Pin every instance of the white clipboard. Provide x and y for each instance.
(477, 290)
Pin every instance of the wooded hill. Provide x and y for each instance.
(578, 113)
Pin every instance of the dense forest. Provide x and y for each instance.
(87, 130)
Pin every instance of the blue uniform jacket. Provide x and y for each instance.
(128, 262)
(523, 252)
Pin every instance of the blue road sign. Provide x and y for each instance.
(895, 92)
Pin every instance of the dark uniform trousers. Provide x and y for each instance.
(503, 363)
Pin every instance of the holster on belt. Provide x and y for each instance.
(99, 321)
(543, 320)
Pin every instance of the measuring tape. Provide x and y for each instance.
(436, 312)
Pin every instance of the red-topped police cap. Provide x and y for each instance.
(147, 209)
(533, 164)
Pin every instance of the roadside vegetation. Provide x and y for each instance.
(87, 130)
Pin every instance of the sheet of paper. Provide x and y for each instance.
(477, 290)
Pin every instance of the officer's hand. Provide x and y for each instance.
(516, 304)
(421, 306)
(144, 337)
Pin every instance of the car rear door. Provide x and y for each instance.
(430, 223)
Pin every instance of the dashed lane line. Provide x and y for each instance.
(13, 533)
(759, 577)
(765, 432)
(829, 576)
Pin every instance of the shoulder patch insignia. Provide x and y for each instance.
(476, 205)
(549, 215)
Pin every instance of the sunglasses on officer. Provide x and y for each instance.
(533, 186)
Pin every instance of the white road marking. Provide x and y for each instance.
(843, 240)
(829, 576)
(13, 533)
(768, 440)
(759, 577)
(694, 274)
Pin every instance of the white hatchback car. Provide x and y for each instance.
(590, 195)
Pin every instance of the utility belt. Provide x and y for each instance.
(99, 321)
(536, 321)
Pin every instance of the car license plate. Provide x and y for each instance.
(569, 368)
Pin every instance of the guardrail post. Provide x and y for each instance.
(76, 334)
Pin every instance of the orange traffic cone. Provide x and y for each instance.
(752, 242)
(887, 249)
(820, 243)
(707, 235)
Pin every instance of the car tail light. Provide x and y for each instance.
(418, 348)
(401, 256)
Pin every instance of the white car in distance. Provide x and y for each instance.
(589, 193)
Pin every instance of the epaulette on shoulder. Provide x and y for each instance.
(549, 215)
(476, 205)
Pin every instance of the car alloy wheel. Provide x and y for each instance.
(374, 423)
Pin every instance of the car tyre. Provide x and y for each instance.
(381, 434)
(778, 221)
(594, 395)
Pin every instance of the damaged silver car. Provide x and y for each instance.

----------

== Stated exercise ==
Output all of the material, please, exactly as it stands.

== Task answer ==
Pin every instance of the white clipboard. Provide x and y for each instance.
(477, 290)
Pin every instance of the wooded hill. Provide x and y for each instance.
(578, 113)
Pin every instance of the dense forest. Provide x and y for each instance.
(87, 130)
Pin every instance of the blue uniform jacket. Provide x and y for each instance.
(128, 262)
(523, 252)
Pin every instance of the blue road sign. Provide x and y for each instance.
(895, 92)
Pin every instance of the dark uniform trousers. Provide x and y for each instance.
(503, 363)
Pin every instance of the holster on belt. Provide x and y for each instance.
(99, 321)
(543, 320)
Pin every instance of the measuring tape. Provide x and y for each instance.
(436, 312)
Pin every instance of the red-topped police cap. Provide x and y for each instance.
(147, 209)
(533, 164)
Pin every instance of the roadside vegetation. Provide x and y for each instance.
(87, 130)
Pin every instance of the sheet of paper. Provide x and y for each instance.
(477, 290)
Pin every instance of the officer's hand. Provide x and y for each instance.
(516, 304)
(421, 306)
(144, 337)
Pin every instance of the car rear door. Provide x and y for each instance.
(430, 223)
Pin every instance of the dashed lane line. Provide x and y for each instance.
(13, 533)
(759, 577)
(765, 432)
(829, 576)
Pin every instance of the shoulder patch insignia. Provide x and y for each instance.
(476, 205)
(549, 215)
Pin every instance of the sunglasses on officer. Provide x and y for each instance.
(533, 186)
Pin every instance of the white road marking. Provide x and y for each instance.
(843, 240)
(829, 576)
(13, 533)
(768, 440)
(759, 577)
(694, 274)
Pin every instance of the white hatchback car. Provide x and y for each instance.
(590, 195)
Pin every instance of the utility belt. Provide x and y for each instance.
(99, 321)
(536, 321)
Pin every instance of the car license plate. Provide x and y for each instance.
(569, 368)
Pin every instance of the guardrail post. Provide x and y for each instance.
(76, 334)
Pin every instance of the orange traffic cone. Provide x and y for each instance.
(752, 242)
(887, 249)
(820, 243)
(707, 235)
Pin every instance of the car tail light. Provide x and y for each instance.
(418, 348)
(401, 256)
Pin every instance of the white car in distance. Provide x and y for each instance.
(589, 193)
Pin every instance of the epaulette on shoulder. Provide x and y for each instance.
(549, 215)
(476, 205)
Pin every instance of the car alloy wheel. Provide x and y for each instance.
(374, 423)
Pin every instance of the car tyre. Provide x and y for each instance.
(381, 434)
(778, 221)
(594, 395)
Pin every instance of the damaged silver car. Provide x and y for each instance.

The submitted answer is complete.